» PROBLEM STATEMENT:
From the line containing "Exercise. Pick out the white wall" onward to the last line of the data below, copy each line exactly and add nothing.

Referring expression data
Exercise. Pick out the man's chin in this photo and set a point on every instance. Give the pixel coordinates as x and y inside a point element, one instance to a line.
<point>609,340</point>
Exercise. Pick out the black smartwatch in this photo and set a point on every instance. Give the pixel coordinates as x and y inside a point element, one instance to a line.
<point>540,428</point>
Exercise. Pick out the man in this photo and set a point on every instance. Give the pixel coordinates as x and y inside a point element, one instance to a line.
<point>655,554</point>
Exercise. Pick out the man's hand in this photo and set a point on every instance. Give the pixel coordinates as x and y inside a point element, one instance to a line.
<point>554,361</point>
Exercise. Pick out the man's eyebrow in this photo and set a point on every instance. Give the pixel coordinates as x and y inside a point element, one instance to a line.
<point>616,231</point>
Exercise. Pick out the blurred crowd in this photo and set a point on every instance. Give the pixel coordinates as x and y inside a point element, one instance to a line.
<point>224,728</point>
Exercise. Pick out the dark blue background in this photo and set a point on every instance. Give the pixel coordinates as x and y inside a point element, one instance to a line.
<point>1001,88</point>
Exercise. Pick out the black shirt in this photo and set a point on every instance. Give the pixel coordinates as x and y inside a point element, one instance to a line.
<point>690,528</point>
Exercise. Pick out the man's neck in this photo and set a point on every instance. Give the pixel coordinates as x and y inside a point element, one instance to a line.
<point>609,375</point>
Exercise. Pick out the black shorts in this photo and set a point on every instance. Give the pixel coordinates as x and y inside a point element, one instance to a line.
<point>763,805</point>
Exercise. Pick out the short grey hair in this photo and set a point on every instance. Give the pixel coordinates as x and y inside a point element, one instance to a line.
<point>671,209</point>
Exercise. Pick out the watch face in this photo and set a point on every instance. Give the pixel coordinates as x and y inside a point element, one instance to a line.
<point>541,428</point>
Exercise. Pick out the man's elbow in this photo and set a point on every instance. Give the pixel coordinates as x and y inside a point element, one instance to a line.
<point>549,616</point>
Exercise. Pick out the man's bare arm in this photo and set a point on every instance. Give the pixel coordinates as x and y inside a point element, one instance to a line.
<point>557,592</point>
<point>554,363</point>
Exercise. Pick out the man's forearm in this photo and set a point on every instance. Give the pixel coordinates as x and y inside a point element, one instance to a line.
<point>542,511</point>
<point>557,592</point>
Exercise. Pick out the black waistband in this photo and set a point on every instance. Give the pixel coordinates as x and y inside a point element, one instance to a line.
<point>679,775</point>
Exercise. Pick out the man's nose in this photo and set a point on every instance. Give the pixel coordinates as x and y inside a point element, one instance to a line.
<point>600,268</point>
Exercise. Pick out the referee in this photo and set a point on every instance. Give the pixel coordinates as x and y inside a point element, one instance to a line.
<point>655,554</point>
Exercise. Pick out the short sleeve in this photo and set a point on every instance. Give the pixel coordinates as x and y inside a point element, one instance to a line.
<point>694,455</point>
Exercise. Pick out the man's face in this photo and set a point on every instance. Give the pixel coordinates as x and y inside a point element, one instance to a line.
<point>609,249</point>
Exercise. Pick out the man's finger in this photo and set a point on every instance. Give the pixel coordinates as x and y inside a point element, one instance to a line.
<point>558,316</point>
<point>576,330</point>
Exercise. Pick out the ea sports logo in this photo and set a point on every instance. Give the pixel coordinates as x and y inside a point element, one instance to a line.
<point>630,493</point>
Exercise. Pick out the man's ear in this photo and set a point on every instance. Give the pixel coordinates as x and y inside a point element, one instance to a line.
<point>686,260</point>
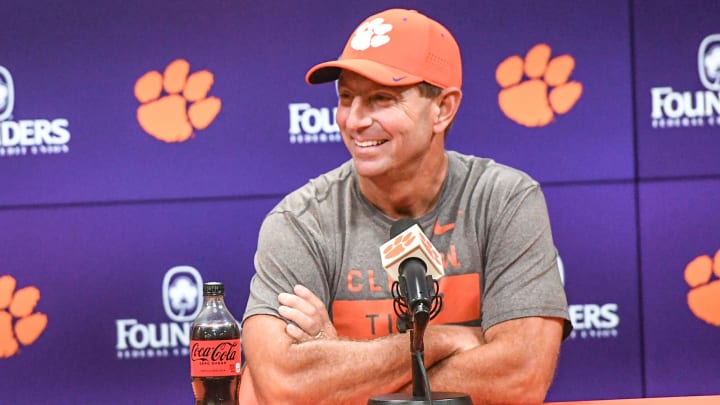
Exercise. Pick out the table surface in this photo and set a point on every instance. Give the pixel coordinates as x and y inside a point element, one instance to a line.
<point>695,400</point>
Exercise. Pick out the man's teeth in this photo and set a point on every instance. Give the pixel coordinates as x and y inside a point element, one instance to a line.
<point>368,143</point>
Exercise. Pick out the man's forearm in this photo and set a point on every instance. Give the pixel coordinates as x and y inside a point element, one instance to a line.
<point>515,367</point>
<point>336,371</point>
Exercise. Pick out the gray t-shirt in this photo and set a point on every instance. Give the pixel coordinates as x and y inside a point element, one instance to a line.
<point>490,224</point>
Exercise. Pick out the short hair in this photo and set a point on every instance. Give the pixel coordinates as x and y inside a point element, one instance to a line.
<point>429,90</point>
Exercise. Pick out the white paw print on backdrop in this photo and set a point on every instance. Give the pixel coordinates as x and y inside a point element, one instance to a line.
<point>371,34</point>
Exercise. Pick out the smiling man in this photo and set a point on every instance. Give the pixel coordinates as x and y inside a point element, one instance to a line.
<point>318,327</point>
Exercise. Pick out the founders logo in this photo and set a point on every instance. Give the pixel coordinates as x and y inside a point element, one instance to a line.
<point>537,88</point>
<point>592,320</point>
<point>19,323</point>
<point>182,301</point>
<point>173,104</point>
<point>673,108</point>
<point>28,136</point>
<point>313,125</point>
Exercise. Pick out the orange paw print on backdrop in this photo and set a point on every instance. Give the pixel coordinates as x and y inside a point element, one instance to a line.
<point>528,102</point>
<point>20,305</point>
<point>398,246</point>
<point>166,116</point>
<point>704,294</point>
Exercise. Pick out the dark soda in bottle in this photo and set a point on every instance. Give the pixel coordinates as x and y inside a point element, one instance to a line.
<point>215,352</point>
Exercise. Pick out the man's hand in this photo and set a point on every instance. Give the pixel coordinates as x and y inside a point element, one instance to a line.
<point>309,319</point>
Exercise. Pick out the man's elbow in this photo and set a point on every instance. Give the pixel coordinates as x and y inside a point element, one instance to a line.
<point>530,388</point>
<point>277,388</point>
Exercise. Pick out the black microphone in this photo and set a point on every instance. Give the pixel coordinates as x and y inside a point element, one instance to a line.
<point>412,277</point>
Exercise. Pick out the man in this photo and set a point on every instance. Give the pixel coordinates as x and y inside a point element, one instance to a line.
<point>317,325</point>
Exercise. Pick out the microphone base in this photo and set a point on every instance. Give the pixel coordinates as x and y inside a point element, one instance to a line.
<point>406,398</point>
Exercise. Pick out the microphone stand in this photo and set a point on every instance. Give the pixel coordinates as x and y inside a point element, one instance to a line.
<point>416,320</point>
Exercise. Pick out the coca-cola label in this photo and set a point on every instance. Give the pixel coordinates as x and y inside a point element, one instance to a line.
<point>215,358</point>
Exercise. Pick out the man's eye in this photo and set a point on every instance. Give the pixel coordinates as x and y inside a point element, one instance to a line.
<point>382,97</point>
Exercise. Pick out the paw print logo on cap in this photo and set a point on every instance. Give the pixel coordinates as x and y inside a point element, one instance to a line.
<point>19,305</point>
<point>704,295</point>
<point>528,102</point>
<point>167,116</point>
<point>371,34</point>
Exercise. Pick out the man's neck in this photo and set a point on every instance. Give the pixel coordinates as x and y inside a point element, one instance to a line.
<point>407,194</point>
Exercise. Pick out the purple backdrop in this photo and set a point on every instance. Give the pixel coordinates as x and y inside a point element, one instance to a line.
<point>101,217</point>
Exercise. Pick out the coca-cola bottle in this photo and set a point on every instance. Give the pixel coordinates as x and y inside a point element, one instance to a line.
<point>215,353</point>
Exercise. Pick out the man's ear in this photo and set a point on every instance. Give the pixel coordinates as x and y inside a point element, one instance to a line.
<point>448,103</point>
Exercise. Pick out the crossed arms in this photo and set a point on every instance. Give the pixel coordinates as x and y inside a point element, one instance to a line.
<point>304,361</point>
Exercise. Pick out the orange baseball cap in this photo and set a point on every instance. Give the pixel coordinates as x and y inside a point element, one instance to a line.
<point>397,47</point>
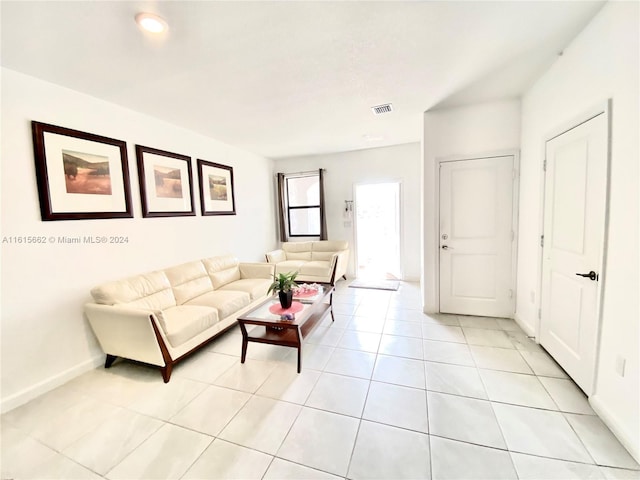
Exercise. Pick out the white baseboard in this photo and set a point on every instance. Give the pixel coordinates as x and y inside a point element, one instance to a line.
<point>617,427</point>
<point>48,384</point>
<point>525,327</point>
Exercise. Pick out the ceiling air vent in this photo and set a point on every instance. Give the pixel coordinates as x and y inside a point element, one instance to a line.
<point>380,109</point>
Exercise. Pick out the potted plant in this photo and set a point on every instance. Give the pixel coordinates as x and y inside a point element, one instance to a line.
<point>283,283</point>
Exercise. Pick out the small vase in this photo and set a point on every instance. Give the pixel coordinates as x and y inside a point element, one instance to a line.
<point>286,299</point>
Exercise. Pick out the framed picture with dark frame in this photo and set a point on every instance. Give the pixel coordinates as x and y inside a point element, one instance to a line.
<point>217,193</point>
<point>166,183</point>
<point>80,175</point>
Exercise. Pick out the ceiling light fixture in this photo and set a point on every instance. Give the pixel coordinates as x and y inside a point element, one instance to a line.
<point>151,23</point>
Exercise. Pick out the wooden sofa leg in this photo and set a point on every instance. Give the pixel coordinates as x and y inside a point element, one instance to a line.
<point>166,372</point>
<point>109,361</point>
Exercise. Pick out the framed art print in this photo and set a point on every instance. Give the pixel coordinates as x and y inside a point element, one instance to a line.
<point>166,185</point>
<point>80,175</point>
<point>217,196</point>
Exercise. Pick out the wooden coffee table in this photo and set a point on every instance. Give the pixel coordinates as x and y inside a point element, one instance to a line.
<point>287,333</point>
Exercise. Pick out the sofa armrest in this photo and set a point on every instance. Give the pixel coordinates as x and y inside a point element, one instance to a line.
<point>341,261</point>
<point>126,332</point>
<point>257,270</point>
<point>276,256</point>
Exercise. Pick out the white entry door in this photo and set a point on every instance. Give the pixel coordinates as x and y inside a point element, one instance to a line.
<point>574,219</point>
<point>477,236</point>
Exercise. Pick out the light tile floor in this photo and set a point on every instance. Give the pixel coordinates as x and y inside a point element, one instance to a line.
<point>385,392</point>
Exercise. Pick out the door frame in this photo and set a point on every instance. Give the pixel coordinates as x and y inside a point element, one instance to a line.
<point>602,108</point>
<point>515,195</point>
<point>400,221</point>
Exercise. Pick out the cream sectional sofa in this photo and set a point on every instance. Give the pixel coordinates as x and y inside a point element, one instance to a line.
<point>160,317</point>
<point>320,261</point>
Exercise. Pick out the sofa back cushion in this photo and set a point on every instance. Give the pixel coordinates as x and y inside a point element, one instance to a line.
<point>188,281</point>
<point>324,249</point>
<point>297,250</point>
<point>149,291</point>
<point>222,270</point>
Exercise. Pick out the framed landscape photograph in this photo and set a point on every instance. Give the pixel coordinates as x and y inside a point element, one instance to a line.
<point>80,175</point>
<point>216,188</point>
<point>166,184</point>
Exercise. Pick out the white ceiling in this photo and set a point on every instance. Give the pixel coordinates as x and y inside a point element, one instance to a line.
<point>292,78</point>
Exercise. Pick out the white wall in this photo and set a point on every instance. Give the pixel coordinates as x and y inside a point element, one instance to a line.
<point>343,170</point>
<point>601,63</point>
<point>459,132</point>
<point>45,339</point>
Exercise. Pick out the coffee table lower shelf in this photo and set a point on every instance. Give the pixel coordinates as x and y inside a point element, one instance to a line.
<point>283,333</point>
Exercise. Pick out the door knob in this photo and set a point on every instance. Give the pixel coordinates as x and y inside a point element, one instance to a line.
<point>591,275</point>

» TASK SOLUTION:
Exercise. Pick out the white wall in this photo and set a point on every instance. Give the pixel coordinates as x and y inside a point element, one instance to a line.
<point>343,170</point>
<point>601,63</point>
<point>459,132</point>
<point>45,339</point>
Exercise. Pick out the coffee table lower shelf in this photo and set a point on every instance. Give the pixel coordinates as x and y inside a point element, one instance to a line.
<point>283,333</point>
Exercise. Pick out the door knob in this photo and set a point on every instance. Give the pixel coordinates as x and y inside a point element, one instance to a line.
<point>591,275</point>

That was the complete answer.